**Selection**
────────────────

Why would it matter? That... almost doesn't sound fair!

By default, if vMotion is enabled, vCenter will determine where to place
the VM when it is restored, based on performance of the VMware cluster.

On Fri, Oct 30, 2015 at 8:33 AM, Adam Levin <***@gmail.com> wrote:

> One of the issues we've been seeing with using NBU with the NetApp is that
> while NBU can orchestrate the snapshot on the NetApp, it doesn't catalog
> which VMs are on which datastores, so if a vMotion occurs and moves a VM,
> and then a restore is required, someone has to go hunt for it. I have not
> experienced this myself, because I'm not operationally in charge of the
> restore process, but I'm told it's a pain. :)
>
> -Adam
>
> On Fri, Oct 30, 2015 at 8:29 AM, Jim Ennis <***@ucf.edu> wrote:
>
>> We use Netbackup to do API backups of 95% of our virtual machines
>> (VMWARE) down here, in part since our storage backend is Netapp based and
>> has some support for snapshotting/backups.
>>
>>
>>
>> We add an attribute to the VMWARE host description that allows it to use
>> the API backup and it all happens in the background and works well.
>>
>>
>>
>> Jim Ennis
>>
>> Director Systems and Operations
>>
>> University of Central Florida
>>
>> 12716 Pegasus Drive
>>
>> CSB 308
>>
>> Orlando, FL 32816
>>
>>
>>
>> E-mail: ***@ucf.edu
>>
>> Voice: 407-823-1701
>>
>> Fax: 407-882-9017
>>
>>
>>
>> *From:* tech-***@lists.lopsa.org [mailto:tech-***@lists.lopsa.org]
>> *On Behalf Of *Adam Levin
>> *Sent:* Thursday, October 29, 2015 5:28 PM
>> *To:* Michael Ryder <***@gmail.com>
>> *Cc:* ***@lists.lopsa.org
>> *Subject:* Re: [lopsa-tech] backing up your VMs
>>
>>
>>
>> Honestly, NBU isn't a bad product. It's been around a long time, and if
>> you use it in the traditional backup and recovery sense, it works quite
>> well. Its database doesn't scale the way DB2 does, naturally.
>>
>>
>>
>> When we were rebuilding our datacenters 6 years ago, TSM was in the
>> running. We got the new version in to test, and a specialist from IBM came
>> in to configure it in our lab. By the end of the five days, it still
>> wasn't working. NBU was set up and running in about 2 hours. It's not
>> nearly as powerful as a data management platform, and can't scale, but it's
>> ridiculously simple compared to what TSM was.
>>
>>
>>
>> The other issue was that at the time, we were looking at dedupe tech and
>> moving away from tape. TSM just wasn't there yet. NBU was pretty much
>> leading at the time, especially with integration with dedup.

────────────────

**Given data**
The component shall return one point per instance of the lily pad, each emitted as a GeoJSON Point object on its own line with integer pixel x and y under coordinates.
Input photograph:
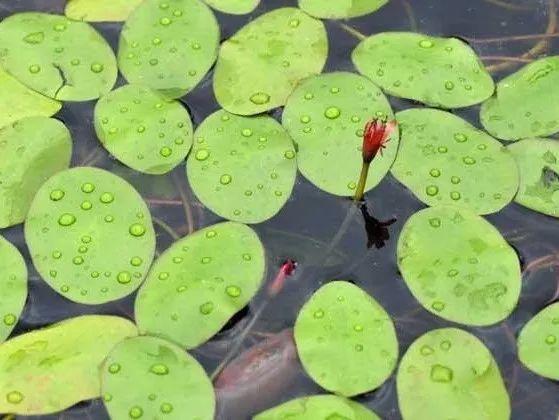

────────────────

**Instruction A**
From the backup thread above, copy the passage from "Why would it" to "it's a pain. :)" word for word.
**Instruction B**
Answer these questions using the backup thread above:
(i) What share of their virtual machines does the University of Central Florida back up with Netbackup API backups?
(ii) How long did it take to get NBU set up and running?
(iii) When vMotion is enabled, what decides by default where a restored VM is placed?

**Complete response A**
Why would it matter? That... almost doesn't sound fair!

By default, if vMotion is enabled, vCenter will determine where to place
the VM when it is restored, based on performance of the VMware cluster.

On Fri, Oct 30, 2015 at 8:33 AM, Adam Levin <***@gmail.com> wrote:

> One of the issues we've been seeing with using NBU with the NetApp is that
> while NBU can orchestrate the snapshot on the NetApp, it doesn't catalog
> which VMs are on which datastores, so if a vMotion occurs and moves a VM,
> and then a restore is required, someone has to go hunt for it. I have not
> experienced this myself, because I'm not operationally in charge of the
> restore process, but I'm told it's a pain. :)

**Complete response B**
(i) 95%.
(ii) About 2 hours.
(iii) vCenter decides, based on the performance of the VMware cluster.